● **Texto apresentado**:
No “JORNAL DE ABRANTES”, de 28 de Agosto de 1932:

“No dia 14 do corrente foram inauguradas na aldeia de Cabeça das Mós, três fontes que a Câmara deste concelho, auxiliada por um grupo de naturais daquela localidade, ali mandou construir.
Usaram da palavra diversos oradores que enalteceram as qualidades da digna vereação municipal deste concelho.”

No Jornal “NOVIDADES”:

14 de Abril de 1933:

“Consta-nos que no próximo mês de Maio vão começar os trabalhos de montagem do telefone para Cabeça das Mós e S. Domingos. São melhoramentos de grande valia e utilidade.”

29 de Abril de 1933:

“Já se encontram efectuados os trabalhos de terraplanagem da estrada de Cabeça das Mós-Arcês. O povo da Cabeça das Mós mostra-se satisfeito pela realização desta velha aspiração que traz importantes vantagens para o povo desta fértil região.”

3 de Junho de 1933:

“Está já completa a terraplanagem da estrada Sardoal – Cabeça das Mós – Arcês. Por esse motivo tem sido grande o movimento de automóveis, camionetas e diversos veículos, pela Cabeça das Mós.”

22 de Julho de 1933:

“Causou aqui grande agrado o decreto inserido na folha oficial que manda que seja dado o nome do Padre Manuel Lopes Alpalhão à escola de Cabeça das Mós, que aquele belo sacerdote ofereceu à sua terra natal, bem como uma casa contígua para o professor.
Bem haja o Governo por tal resolução e ao povo de Cabeça das Mós que pediu para o benemérito sacerdote tal homenagem, depois de lhe ter manifestado o seu reconhecimento bem sincero por ocasião do descerramento do seu retrato na sala de aulas.”

9 de Setembro de 1933:

“Em passeio com alguns amigos tivemos há dias o ensejo de admirar o «Poço das Talhas», situado ao sul da Cabeça das Mós, na ribeira de Arcês, no fundo de um monte onde, segundo dizem, estiveram outrora situados castelos mouriscos.
Perto fica a «Raposeira».
É realmente de admirar este poço singular. Sendo no interior do feitio de uma talha colossal e extremamente perfeita, apesar da dureza dos rochedos onde está situada. Junto vêem-se outras talhas, sem água, que primam também pela perfeição.

● **Trabalho a realizar**:
1. Segundo a notícia do "Jornal de Abrantes" transcrita no texto sobre Cabeça das Mós, quantas fontes foram inauguradas na aldeia?
2. Transcreva do texto sobre Cabeça das Mós o trecho compreendido entre "9 de Setembro" e "também pela perfeição.", inclusive.
A listagem que se segue é dispensável.

● **Material fornecido**:
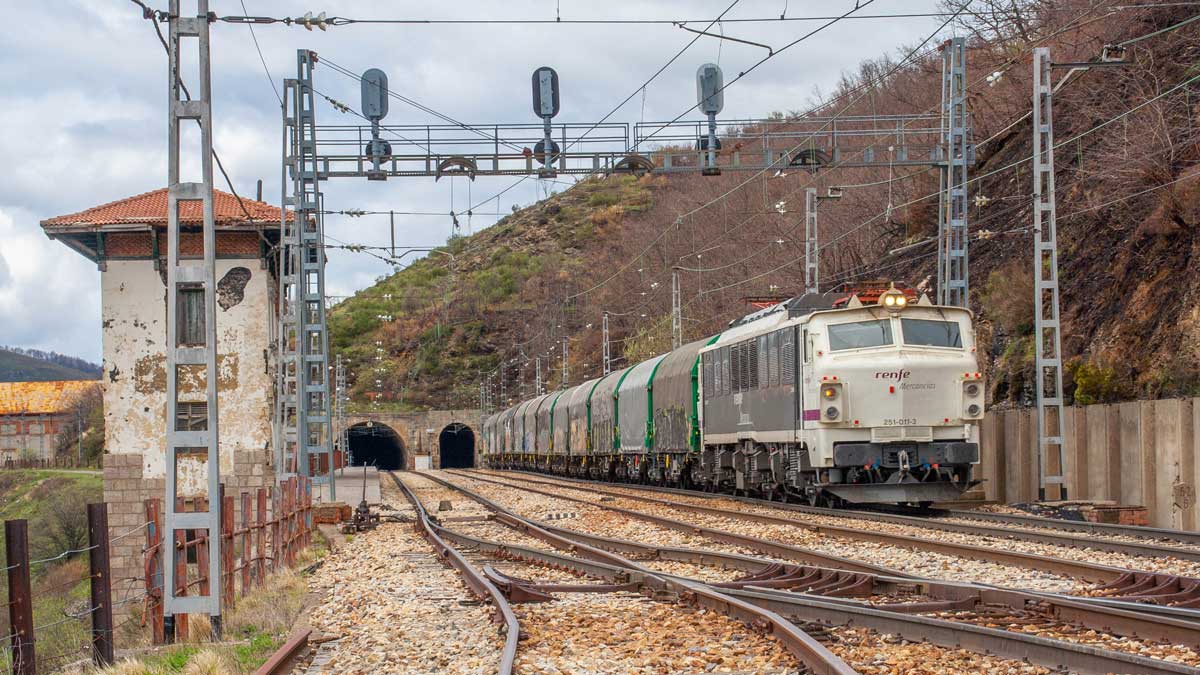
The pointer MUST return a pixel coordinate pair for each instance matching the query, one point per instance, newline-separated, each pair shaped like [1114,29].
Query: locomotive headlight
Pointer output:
[893,299]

● **Respostas resolvidas**:
1. Três fontes.

2.
9 de Setembro de 1933:

“Em passeio com alguns amigos tivemos há dias o ensejo de admirar o «Poço das Talhas», situado ao sul da Cabeça das Mós, na ribeira de Arcês, no fundo de um monte onde, segundo dizem, estiveram outrora situados castelos mouriscos.
Perto fica a «Raposeira».
É realmente de admirar este poço singular. Sendo no interior do feitio de uma talha colossal e extremamente perfeita, apesar da dureza dos rochedos onde está situada. Junto vêem-se outras talhas, sem água, que primam também pela perfeição.